§ Exercise task: From the rows below, return each line that contains the string "beetle", copied unchanged.

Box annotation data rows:
★ ★ ★ ★ ★

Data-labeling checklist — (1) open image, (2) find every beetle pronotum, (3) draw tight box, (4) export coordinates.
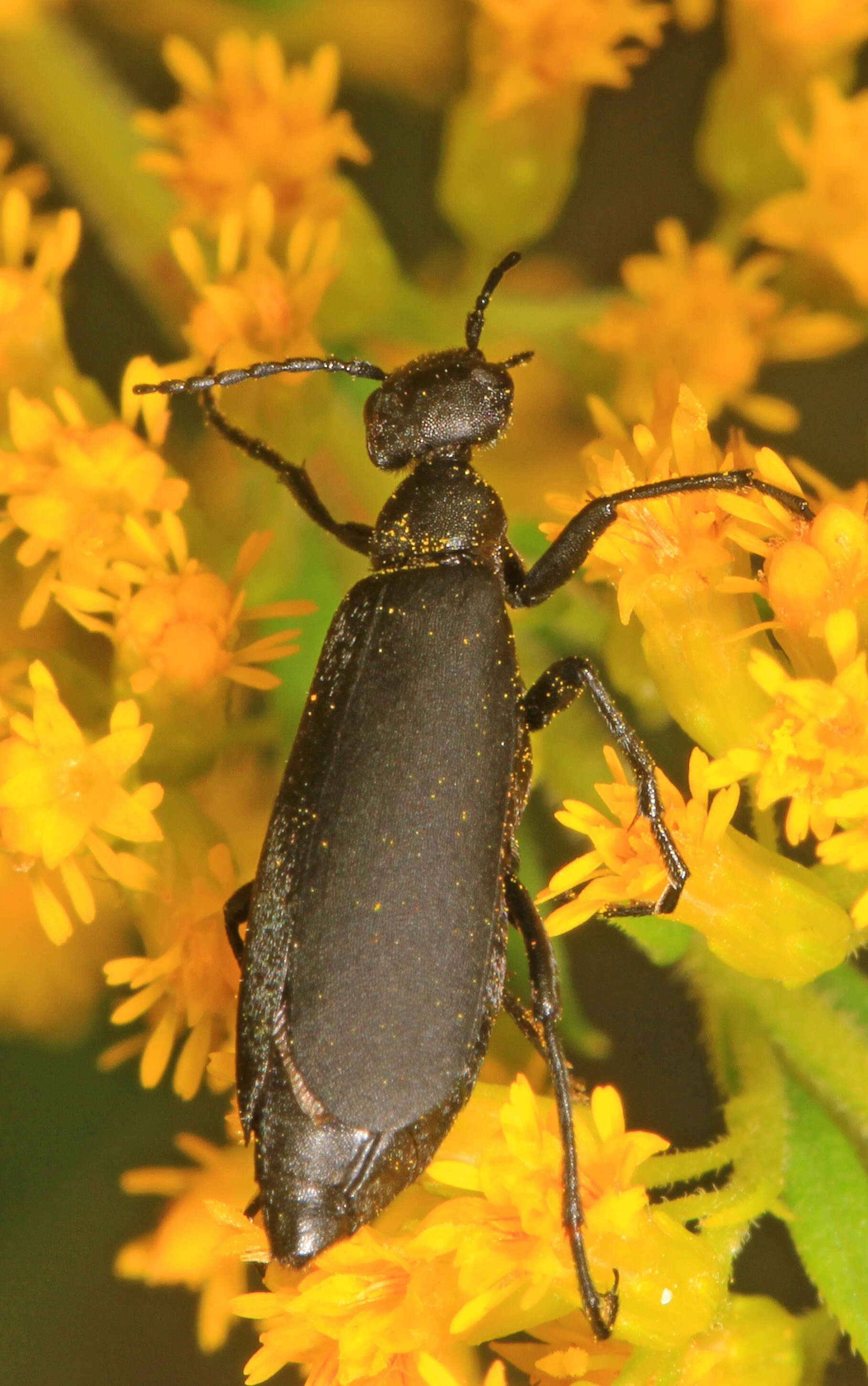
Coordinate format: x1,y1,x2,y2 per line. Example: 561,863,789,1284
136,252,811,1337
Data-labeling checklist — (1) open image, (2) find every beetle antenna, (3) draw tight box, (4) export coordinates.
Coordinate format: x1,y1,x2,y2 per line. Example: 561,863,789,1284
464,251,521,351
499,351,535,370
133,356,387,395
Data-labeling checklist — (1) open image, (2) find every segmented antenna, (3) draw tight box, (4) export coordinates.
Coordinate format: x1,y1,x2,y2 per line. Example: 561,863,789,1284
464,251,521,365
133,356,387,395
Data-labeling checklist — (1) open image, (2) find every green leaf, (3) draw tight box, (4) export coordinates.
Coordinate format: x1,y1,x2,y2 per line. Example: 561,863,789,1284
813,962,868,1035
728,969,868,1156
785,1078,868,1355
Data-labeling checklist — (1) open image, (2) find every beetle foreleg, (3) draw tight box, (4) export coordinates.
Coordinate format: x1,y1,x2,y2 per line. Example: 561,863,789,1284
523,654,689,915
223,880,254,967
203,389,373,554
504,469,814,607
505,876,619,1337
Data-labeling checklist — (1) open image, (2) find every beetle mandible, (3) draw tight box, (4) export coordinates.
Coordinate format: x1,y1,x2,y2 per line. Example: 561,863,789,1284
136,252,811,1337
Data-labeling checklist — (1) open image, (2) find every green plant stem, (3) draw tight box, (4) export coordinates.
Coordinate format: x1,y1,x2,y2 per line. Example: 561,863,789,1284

★ ★ ★ ★ ★

§ Correct result:
Data-labeling checklist — (1) open image, (2) find every beetle pronotum, (3) draw tight box, (4) export coordinates.
Data-labeling checklist — (1) open image, (2) find every beetle antenna, (3) draw tight box, (4) export coordinates.
Data-labeling checklist — (1) open image, (2) find every beetle foreleg, (3) draw tight box, (4) export coordinates.
Data-labeling checklist — (1) open image, (2) find every beetle mandible, (3) draw tight box, (4) export coordinates.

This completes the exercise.